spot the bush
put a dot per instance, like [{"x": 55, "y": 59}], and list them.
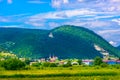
[
  {"x": 104, "y": 65},
  {"x": 52, "y": 65},
  {"x": 98, "y": 61},
  {"x": 13, "y": 64}
]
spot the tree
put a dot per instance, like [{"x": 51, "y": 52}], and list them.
[
  {"x": 52, "y": 65},
  {"x": 13, "y": 64},
  {"x": 79, "y": 61},
  {"x": 68, "y": 64},
  {"x": 98, "y": 61}
]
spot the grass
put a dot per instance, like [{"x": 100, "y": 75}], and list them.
[{"x": 57, "y": 73}]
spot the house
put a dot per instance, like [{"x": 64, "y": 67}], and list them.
[
  {"x": 75, "y": 63},
  {"x": 118, "y": 61},
  {"x": 111, "y": 62},
  {"x": 87, "y": 62}
]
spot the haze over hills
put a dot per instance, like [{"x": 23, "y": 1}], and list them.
[
  {"x": 65, "y": 42},
  {"x": 118, "y": 47}
]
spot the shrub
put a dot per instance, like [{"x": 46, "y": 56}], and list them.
[
  {"x": 13, "y": 64},
  {"x": 98, "y": 61},
  {"x": 103, "y": 64}
]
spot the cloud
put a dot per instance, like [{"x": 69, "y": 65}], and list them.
[
  {"x": 36, "y": 2},
  {"x": 3, "y": 19},
  {"x": 9, "y": 1},
  {"x": 98, "y": 5},
  {"x": 10, "y": 26},
  {"x": 117, "y": 20},
  {"x": 110, "y": 31},
  {"x": 112, "y": 42}
]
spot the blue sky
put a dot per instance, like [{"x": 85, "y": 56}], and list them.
[{"x": 101, "y": 16}]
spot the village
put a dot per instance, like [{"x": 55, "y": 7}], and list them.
[{"x": 56, "y": 60}]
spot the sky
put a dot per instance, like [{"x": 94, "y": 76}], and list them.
[{"x": 101, "y": 16}]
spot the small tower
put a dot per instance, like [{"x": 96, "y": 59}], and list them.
[{"x": 51, "y": 35}]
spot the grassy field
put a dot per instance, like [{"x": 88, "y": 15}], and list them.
[{"x": 60, "y": 73}]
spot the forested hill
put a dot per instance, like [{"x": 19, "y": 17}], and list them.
[{"x": 64, "y": 41}]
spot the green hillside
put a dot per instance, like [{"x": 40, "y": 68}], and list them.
[
  {"x": 64, "y": 42},
  {"x": 118, "y": 47}
]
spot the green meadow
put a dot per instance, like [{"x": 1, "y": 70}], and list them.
[{"x": 63, "y": 73}]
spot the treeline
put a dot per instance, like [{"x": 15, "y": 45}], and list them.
[{"x": 16, "y": 64}]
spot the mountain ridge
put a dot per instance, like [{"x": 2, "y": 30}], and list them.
[{"x": 65, "y": 42}]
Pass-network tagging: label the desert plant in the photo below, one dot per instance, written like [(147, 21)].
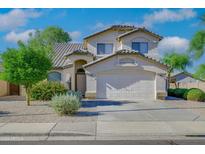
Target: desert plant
[(45, 90), (179, 92), (75, 93), (195, 94), (65, 104)]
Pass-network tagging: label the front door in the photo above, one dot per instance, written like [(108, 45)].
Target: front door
[(81, 81), (13, 89)]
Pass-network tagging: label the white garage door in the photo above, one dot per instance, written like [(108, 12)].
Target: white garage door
[(137, 85)]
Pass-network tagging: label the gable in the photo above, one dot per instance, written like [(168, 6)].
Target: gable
[(117, 61), (142, 30)]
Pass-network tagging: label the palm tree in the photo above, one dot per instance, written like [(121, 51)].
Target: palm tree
[(176, 62)]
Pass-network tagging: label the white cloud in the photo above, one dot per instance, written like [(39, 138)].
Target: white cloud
[(16, 18), (167, 15), (75, 35), (15, 37), (99, 26), (170, 44)]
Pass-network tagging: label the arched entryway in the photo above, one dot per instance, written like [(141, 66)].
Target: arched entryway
[(80, 77)]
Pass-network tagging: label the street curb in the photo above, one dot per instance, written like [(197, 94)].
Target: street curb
[(43, 134)]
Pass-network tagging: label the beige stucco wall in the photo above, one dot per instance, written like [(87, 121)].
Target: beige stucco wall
[(68, 73), (4, 88), (113, 64), (126, 42)]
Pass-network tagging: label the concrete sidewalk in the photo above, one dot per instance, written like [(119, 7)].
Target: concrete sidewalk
[(120, 130)]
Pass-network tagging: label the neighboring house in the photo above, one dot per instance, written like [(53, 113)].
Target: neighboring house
[(116, 63), (186, 80)]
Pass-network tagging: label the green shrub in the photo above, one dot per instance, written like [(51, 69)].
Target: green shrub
[(171, 92), (75, 93), (65, 104), (179, 92), (45, 90), (195, 94)]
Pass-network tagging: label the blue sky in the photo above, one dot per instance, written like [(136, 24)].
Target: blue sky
[(177, 26)]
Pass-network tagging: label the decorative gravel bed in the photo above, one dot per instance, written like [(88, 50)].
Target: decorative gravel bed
[(17, 111)]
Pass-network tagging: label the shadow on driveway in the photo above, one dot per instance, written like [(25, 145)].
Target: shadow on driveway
[(95, 103)]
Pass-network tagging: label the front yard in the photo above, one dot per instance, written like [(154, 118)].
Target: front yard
[(40, 112)]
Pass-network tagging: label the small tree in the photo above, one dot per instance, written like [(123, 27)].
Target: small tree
[(25, 66), (175, 61), (31, 62)]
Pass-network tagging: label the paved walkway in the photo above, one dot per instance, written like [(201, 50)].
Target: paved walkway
[(104, 120)]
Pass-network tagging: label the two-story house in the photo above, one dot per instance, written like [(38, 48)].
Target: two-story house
[(116, 63)]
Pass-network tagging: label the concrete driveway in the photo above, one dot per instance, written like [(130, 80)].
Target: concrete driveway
[(146, 111), (107, 120)]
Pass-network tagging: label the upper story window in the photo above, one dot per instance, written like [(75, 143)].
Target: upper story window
[(104, 48), (140, 46), (54, 76), (127, 61)]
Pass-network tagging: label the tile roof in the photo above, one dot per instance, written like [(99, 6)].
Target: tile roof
[(140, 29), (79, 52), (62, 49), (126, 51)]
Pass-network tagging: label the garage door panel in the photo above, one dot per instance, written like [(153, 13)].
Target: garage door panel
[(129, 85)]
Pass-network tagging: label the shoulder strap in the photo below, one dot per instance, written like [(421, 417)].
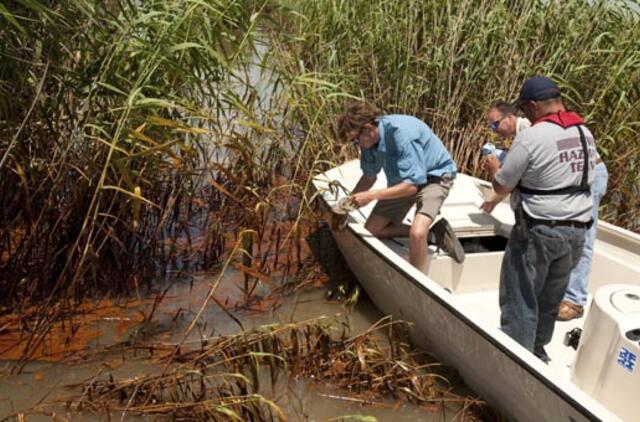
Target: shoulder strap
[(584, 183)]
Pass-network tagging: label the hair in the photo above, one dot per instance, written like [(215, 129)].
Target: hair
[(503, 107), (355, 116)]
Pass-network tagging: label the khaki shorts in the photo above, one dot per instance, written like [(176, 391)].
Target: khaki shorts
[(428, 201)]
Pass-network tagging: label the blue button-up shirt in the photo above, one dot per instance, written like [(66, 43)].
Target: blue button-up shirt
[(408, 151)]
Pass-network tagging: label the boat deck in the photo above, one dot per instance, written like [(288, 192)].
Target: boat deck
[(457, 315), (484, 307)]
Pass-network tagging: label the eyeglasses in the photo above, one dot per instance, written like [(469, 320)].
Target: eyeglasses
[(495, 124)]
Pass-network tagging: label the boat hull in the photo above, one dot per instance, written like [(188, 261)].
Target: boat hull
[(493, 370)]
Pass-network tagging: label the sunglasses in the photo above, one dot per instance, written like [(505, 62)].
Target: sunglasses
[(495, 124), (356, 139)]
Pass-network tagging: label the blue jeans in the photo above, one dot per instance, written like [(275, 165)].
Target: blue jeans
[(577, 290), (533, 279)]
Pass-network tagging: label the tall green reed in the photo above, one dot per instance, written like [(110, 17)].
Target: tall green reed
[(445, 61)]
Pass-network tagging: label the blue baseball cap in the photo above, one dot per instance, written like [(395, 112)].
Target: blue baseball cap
[(538, 88)]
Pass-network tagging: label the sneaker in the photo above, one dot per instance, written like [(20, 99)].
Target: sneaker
[(569, 311), (542, 355), (446, 239)]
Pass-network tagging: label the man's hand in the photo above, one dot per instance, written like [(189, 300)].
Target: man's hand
[(491, 164), (488, 206), (361, 199), (338, 221)]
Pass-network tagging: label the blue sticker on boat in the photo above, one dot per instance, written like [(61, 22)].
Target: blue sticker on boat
[(627, 359)]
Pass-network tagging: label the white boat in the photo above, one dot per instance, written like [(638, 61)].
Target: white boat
[(455, 309)]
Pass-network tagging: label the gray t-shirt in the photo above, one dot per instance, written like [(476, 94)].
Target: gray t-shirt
[(547, 157)]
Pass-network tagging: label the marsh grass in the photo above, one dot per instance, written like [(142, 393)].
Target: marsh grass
[(445, 61), (227, 378)]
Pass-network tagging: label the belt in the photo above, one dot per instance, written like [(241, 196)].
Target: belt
[(438, 179), (559, 223)]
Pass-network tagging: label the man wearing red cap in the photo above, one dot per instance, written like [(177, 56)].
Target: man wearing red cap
[(549, 171)]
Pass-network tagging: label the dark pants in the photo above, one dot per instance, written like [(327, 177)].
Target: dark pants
[(534, 276)]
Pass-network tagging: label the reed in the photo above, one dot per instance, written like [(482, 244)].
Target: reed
[(225, 378), (110, 109), (445, 61)]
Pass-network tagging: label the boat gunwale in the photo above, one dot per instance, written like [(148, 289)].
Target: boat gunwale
[(580, 407)]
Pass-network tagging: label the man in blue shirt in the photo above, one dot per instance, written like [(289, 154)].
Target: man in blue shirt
[(419, 171)]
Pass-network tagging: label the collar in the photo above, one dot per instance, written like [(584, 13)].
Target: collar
[(563, 119), (381, 146)]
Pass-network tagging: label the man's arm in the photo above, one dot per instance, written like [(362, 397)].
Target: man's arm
[(401, 190), (364, 184), (515, 163)]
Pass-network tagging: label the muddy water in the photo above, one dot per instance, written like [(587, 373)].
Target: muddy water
[(49, 384)]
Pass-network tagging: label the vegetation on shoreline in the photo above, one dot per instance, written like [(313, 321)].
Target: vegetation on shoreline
[(133, 143)]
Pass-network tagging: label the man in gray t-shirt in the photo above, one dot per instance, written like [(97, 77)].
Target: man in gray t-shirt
[(548, 170)]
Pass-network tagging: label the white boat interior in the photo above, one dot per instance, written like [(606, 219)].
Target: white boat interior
[(473, 285)]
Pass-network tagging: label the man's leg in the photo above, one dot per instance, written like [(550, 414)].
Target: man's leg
[(383, 227), (579, 279), (418, 241), (564, 245), (522, 271)]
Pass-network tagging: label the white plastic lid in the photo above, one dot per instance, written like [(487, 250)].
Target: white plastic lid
[(626, 301)]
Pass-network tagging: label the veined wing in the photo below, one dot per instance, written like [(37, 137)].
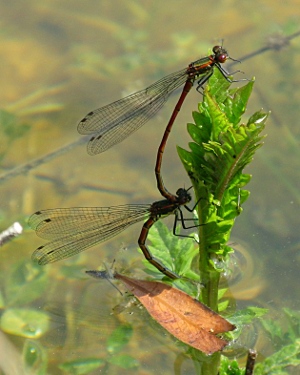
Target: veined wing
[(116, 121)]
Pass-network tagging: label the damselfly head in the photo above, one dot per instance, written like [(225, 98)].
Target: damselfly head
[(221, 55)]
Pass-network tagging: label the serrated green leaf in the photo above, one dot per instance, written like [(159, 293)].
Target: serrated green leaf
[(228, 367), (246, 316)]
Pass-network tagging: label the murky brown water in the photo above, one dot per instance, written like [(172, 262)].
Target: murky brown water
[(62, 59)]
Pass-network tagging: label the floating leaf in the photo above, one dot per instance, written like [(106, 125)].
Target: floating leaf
[(184, 317)]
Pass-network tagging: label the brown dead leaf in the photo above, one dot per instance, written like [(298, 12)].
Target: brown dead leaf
[(185, 318)]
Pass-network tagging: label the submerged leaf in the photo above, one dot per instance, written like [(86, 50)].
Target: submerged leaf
[(184, 317)]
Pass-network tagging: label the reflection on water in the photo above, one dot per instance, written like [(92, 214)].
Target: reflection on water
[(61, 60)]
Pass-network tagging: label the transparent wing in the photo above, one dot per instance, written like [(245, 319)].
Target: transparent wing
[(72, 230)]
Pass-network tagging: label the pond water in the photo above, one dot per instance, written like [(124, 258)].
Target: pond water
[(60, 60)]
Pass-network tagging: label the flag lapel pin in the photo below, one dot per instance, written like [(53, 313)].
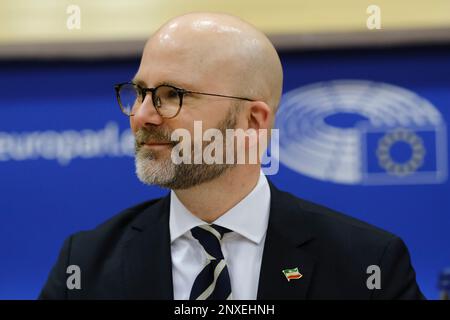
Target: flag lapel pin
[(292, 274)]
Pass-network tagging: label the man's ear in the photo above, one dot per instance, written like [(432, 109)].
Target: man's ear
[(259, 115)]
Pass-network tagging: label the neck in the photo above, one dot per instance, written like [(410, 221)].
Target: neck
[(210, 200)]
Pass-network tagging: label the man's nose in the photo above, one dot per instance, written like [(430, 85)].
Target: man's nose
[(146, 114)]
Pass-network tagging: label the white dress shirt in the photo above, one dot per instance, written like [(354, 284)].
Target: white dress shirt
[(242, 249)]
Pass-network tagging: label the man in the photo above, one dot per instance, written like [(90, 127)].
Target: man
[(224, 231)]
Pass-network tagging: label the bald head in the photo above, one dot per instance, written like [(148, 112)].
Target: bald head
[(222, 52)]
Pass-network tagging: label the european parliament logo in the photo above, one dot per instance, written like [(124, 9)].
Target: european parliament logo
[(362, 132)]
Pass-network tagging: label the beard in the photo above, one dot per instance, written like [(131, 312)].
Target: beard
[(155, 168)]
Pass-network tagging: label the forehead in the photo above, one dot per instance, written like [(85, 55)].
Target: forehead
[(186, 58), (179, 63)]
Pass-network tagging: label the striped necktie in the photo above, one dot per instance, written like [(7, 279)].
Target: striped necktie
[(213, 282)]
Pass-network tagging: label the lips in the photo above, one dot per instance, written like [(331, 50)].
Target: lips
[(156, 143)]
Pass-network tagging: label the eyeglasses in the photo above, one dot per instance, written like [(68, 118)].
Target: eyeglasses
[(166, 99)]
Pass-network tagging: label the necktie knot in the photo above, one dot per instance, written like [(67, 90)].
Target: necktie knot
[(213, 282), (209, 237)]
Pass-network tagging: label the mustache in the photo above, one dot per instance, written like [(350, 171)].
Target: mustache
[(143, 135)]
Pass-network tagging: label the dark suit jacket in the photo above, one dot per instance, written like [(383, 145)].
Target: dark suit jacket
[(128, 257)]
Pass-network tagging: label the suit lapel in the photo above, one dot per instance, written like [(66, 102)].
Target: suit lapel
[(287, 238), (147, 258)]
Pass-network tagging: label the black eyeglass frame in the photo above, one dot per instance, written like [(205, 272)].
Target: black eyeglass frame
[(181, 92)]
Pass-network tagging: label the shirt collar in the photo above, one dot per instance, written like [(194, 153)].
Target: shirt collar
[(249, 217)]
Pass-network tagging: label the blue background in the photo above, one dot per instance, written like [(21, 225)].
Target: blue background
[(42, 202)]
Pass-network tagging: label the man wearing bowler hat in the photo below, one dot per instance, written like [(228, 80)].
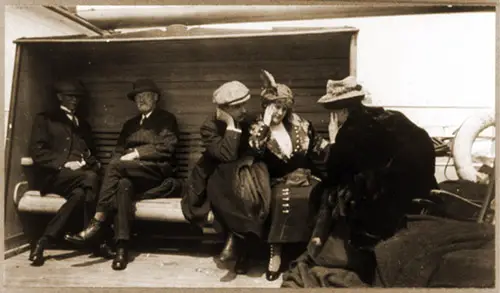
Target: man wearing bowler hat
[(142, 163), (64, 159)]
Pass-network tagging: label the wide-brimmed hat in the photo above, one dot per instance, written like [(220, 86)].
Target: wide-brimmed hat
[(70, 87), (273, 91), (143, 85), (231, 93), (339, 92)]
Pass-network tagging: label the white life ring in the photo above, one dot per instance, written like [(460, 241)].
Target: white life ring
[(462, 145)]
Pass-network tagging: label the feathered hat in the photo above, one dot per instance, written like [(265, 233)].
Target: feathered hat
[(273, 91)]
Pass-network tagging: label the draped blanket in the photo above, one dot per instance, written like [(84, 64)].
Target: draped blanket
[(430, 252)]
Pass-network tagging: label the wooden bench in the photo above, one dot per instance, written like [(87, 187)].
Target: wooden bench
[(188, 152)]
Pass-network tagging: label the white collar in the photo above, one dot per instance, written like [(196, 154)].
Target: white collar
[(147, 115), (66, 110)]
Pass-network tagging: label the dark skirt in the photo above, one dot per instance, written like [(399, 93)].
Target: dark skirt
[(240, 195), (290, 213)]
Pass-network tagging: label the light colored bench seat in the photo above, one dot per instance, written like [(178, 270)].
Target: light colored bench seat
[(162, 209)]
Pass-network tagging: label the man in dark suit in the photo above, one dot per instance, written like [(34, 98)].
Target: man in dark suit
[(63, 154), (143, 160)]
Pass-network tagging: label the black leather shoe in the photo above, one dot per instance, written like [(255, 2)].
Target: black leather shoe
[(105, 251), (36, 255), (229, 251), (121, 259), (241, 266), (86, 234), (272, 276)]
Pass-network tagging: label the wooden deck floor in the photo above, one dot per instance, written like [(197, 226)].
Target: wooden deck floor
[(159, 268)]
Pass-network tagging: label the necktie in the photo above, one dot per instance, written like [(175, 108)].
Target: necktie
[(73, 119)]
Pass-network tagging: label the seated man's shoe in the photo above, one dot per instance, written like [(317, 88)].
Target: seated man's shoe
[(229, 251), (121, 259), (272, 276), (86, 234), (36, 255), (241, 266), (104, 250)]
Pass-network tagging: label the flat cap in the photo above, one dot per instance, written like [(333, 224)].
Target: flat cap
[(231, 93)]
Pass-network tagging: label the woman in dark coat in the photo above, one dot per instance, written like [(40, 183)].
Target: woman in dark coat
[(289, 146), (379, 161), (225, 180)]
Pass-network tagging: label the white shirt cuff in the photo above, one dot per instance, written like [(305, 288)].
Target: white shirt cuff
[(233, 129)]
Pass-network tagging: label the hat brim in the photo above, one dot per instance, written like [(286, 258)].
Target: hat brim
[(73, 93), (133, 93), (330, 100), (240, 101)]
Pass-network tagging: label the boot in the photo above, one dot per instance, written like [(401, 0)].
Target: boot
[(229, 251), (86, 234), (121, 259), (36, 255), (273, 269), (241, 266)]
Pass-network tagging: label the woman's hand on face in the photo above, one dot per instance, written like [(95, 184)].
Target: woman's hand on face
[(333, 126), (224, 116), (268, 114)]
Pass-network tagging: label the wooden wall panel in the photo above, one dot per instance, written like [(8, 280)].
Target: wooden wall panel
[(32, 97)]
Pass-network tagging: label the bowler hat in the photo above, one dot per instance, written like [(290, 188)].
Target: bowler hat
[(70, 87), (341, 92), (143, 85)]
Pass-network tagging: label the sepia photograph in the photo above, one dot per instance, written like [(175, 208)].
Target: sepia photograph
[(326, 145)]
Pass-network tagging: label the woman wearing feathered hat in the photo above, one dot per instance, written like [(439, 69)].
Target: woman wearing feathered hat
[(378, 162), (287, 143)]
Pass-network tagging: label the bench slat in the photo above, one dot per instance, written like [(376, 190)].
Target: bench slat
+ + +
■ About this exercise
Each line from the one that contains "Pass-network tagging: label the black eyeglass" down to the one that contains "Pass-network tagging: label the dark skirt" is to be returned exactly as it stands above, both ends included, with pictures removed.

■ Written response
Pass-network tagging: label the black eyeglass frame in the photo above, one dot per instance, written like [(205, 272)].
Target: black eyeglass frame
[(181, 92)]
Pass-network tagging: label the shirt collar in the photo above, one dot per instance, written like [(194, 153)].
Target: shirt collar
[(249, 217)]
Pass-network tagging: label the blue background in the photo above, one dot per instance, written like [(21, 225)].
Target: blue background
[(42, 202)]
Pass-network tagging: label the man wearing bowler hat in the photo below, one dot per instance, written like [(228, 80)].
Target: man wearing bowler hat
[(142, 163), (64, 159)]
Pass-network tagging: label the wide-brimmed hat in the photo above, one dot per instance, written like [(220, 86)].
Target: wide-brimmed hat
[(70, 87), (273, 91), (143, 85), (231, 93), (339, 92)]
Pass-network tagging: label the white life ring in the photo above, one dot per instance, written like [(460, 241)].
Target: white life ring
[(462, 145)]
Pass-network tagging: label the feathered hat in the photo above, one dot per instance, written like [(265, 233)].
Target: feathered hat
[(273, 91)]
Pass-network tagging: label the draped blanket in the photo above, one dot per instance, written like [(84, 64)].
Target: draped blanket
[(430, 252)]
Pass-network tagging: label the wooden bench in the photo above, one dot per instance, written like [(87, 187)].
Target: wooden bench
[(188, 152)]
Pass-network tagging: label the white collar in the photo above, one dot per instance, written like [(196, 154)].
Target: white collar
[(147, 115), (66, 110)]
Pass-network tagging: label the dark skirt in the photo above, one dot per instance, written like [(399, 93)].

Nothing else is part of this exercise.